Update all of the items below by reproducing each one in full with "integer pixel coordinates" changed to "whole-number pixel coordinates". Leave everything else as it is.
[START]
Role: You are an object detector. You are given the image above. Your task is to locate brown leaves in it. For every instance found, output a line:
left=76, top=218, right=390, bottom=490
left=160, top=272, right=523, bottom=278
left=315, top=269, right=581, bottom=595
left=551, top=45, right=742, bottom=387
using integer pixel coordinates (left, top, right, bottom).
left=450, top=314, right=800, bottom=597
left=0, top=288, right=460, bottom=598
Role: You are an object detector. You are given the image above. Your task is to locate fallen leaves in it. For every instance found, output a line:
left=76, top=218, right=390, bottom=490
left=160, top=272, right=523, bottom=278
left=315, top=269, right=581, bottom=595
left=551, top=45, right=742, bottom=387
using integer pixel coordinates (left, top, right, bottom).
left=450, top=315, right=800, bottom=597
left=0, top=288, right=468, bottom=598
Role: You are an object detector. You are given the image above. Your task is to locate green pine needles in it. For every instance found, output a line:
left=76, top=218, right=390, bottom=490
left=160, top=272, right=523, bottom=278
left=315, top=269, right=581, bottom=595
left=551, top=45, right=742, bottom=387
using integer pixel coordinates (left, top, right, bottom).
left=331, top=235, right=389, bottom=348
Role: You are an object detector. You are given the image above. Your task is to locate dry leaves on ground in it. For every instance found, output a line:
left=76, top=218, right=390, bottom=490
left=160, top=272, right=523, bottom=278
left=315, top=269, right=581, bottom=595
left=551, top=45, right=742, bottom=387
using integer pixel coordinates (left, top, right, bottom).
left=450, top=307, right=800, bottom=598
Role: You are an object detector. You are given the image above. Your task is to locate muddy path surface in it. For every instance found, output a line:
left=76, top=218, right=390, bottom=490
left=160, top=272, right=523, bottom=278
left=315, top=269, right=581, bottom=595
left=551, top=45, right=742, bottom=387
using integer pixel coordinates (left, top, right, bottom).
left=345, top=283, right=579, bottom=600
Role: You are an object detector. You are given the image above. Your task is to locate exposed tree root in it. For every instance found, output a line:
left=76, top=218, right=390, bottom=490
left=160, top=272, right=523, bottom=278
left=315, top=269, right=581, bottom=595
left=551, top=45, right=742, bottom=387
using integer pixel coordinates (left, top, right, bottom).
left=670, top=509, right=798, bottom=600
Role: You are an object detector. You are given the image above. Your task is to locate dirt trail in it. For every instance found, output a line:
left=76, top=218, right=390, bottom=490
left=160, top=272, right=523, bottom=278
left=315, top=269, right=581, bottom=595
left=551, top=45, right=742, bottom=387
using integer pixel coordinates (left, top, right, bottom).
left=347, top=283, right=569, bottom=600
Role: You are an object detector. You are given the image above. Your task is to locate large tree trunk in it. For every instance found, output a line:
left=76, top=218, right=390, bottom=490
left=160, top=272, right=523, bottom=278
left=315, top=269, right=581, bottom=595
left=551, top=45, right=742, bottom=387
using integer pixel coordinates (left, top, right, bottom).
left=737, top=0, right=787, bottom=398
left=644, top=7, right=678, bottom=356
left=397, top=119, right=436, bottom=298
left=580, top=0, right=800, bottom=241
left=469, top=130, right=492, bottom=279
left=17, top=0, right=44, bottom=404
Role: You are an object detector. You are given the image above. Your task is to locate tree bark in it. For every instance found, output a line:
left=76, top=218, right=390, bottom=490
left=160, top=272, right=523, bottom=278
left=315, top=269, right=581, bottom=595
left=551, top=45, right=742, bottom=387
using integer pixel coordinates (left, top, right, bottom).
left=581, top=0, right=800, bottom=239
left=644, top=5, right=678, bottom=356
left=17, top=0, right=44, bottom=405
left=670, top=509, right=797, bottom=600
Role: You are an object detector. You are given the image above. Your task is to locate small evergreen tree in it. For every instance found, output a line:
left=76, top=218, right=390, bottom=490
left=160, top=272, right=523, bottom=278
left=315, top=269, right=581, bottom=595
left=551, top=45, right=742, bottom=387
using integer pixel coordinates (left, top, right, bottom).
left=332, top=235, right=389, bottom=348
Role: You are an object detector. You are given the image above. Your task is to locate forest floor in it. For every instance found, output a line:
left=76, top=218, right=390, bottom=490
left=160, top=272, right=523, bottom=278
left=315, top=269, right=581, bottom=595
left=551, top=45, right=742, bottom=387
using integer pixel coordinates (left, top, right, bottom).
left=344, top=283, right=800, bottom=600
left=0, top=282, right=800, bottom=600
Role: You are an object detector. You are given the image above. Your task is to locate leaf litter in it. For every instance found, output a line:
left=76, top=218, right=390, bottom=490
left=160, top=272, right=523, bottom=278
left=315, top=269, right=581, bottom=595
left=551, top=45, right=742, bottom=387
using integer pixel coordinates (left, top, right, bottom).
[END]
**Task output:**
Role: You are an object detector. You are given the image above. Your task is to locate brown leaves in it. For every instance found, output a line:
left=76, top=218, right=390, bottom=490
left=160, top=272, right=523, bottom=278
left=315, top=269, right=581, bottom=595
left=551, top=45, right=742, bottom=387
using whole-number pixel coordinates (left, top, right, bottom).
left=450, top=314, right=800, bottom=597
left=0, top=288, right=460, bottom=598
Role: You are an object detector. You are given the image above. Your task is to locate fallen leaves in it. For every instance found, output a line:
left=76, top=218, right=390, bottom=490
left=160, top=272, right=523, bottom=278
left=315, top=269, right=581, bottom=595
left=551, top=45, right=742, bottom=387
using whole-number pixel coordinates (left, top, right, bottom).
left=450, top=315, right=800, bottom=597
left=0, top=288, right=468, bottom=598
Role: You are an object detector. You are given the image above. Your task is to locate green pine needles in it. For every instance found, output a line:
left=76, top=218, right=390, bottom=490
left=160, top=272, right=523, bottom=278
left=315, top=269, right=581, bottom=595
left=551, top=45, right=742, bottom=387
using whole-number pixel coordinates (left, top, right, bottom).
left=331, top=235, right=389, bottom=348
Role: You are an object detector. You are given the image above. Your task is to locate dry leaves on ground in it. For every instance found, output a line:
left=76, top=218, right=390, bottom=490
left=160, top=272, right=523, bottom=278
left=315, top=269, right=581, bottom=595
left=551, top=45, right=742, bottom=387
using whole-number pixel coordinates (left, top, right, bottom).
left=450, top=307, right=800, bottom=598
Role: You are an object detector. You are given the image above. Your task is to locate muddy path surface in it. For every instance found, output a line:
left=76, top=218, right=390, bottom=490
left=160, top=272, right=523, bottom=278
left=315, top=269, right=581, bottom=595
left=551, top=45, right=742, bottom=387
using whole-number pixel coordinates (left, top, right, bottom).
left=345, top=283, right=579, bottom=600
Role: You are an object detector. You are given the image above. Your task is to locate exposed tree root in it. For every instance found, output a line:
left=76, top=218, right=390, bottom=490
left=160, top=272, right=523, bottom=278
left=315, top=269, right=581, bottom=595
left=551, top=45, right=742, bottom=387
using whole-number pixel coordinates (left, top, right, bottom).
left=670, top=509, right=798, bottom=600
Role: You are an object detector. You are given the image above. Your task is to locate dirt trail in it. For every instance found, output a line:
left=76, top=218, right=390, bottom=490
left=160, top=272, right=523, bottom=278
left=315, top=269, right=581, bottom=595
left=551, top=45, right=742, bottom=387
using whole-number pixel coordinates (left, top, right, bottom).
left=347, top=283, right=569, bottom=600
Role: You are an object detector. You are given the image above. Your task is to locate large tree trunk in it. For every instance found, output a line:
left=76, top=218, right=390, bottom=490
left=160, top=272, right=523, bottom=278
left=315, top=269, right=581, bottom=595
left=551, top=45, right=742, bottom=387
using whole-number pixel coordinates (left, top, right, bottom).
left=737, top=0, right=787, bottom=398
left=644, top=7, right=678, bottom=356
left=397, top=119, right=436, bottom=298
left=580, top=0, right=800, bottom=241
left=469, top=130, right=492, bottom=279
left=17, top=0, right=44, bottom=404
Role: You are an object detector. You are given the image above. Your task is to locate tree bark in it. For every instance found, output a line:
left=76, top=218, right=390, bottom=490
left=160, top=272, right=523, bottom=278
left=315, top=269, right=581, bottom=595
left=551, top=45, right=742, bottom=387
using whole-number pixel coordinates (left, top, right, bottom).
left=581, top=0, right=800, bottom=239
left=644, top=5, right=678, bottom=356
left=17, top=0, right=44, bottom=405
left=670, top=509, right=797, bottom=600
Role: You are an object detector. You are given the image above. Your task is to locate small evergreen tree in it. For every instance found, output a line:
left=76, top=218, right=390, bottom=490
left=160, top=272, right=523, bottom=278
left=315, top=269, right=581, bottom=595
left=551, top=45, right=742, bottom=387
using whole-number pixel coordinates (left, top, right, bottom).
left=332, top=235, right=389, bottom=348
Role: You are an object detector. You are given the image above. Your task is to locate forest floor in it. For every instance found, output a line:
left=76, top=218, right=390, bottom=490
left=160, top=272, right=523, bottom=278
left=315, top=269, right=581, bottom=595
left=551, top=45, right=742, bottom=387
using whole-number pixel coordinates (left, top, right, bottom).
left=344, top=283, right=800, bottom=600
left=0, top=282, right=800, bottom=600
Role: You are an object detector. You are given the image above. Your task is to locate leaf litter in it. For every instance found, output a line:
left=76, top=218, right=390, bottom=490
left=160, top=272, right=523, bottom=278
left=315, top=269, right=581, bottom=595
left=551, top=45, right=742, bottom=387
using whole-number pixel coordinates (left, top, right, bottom).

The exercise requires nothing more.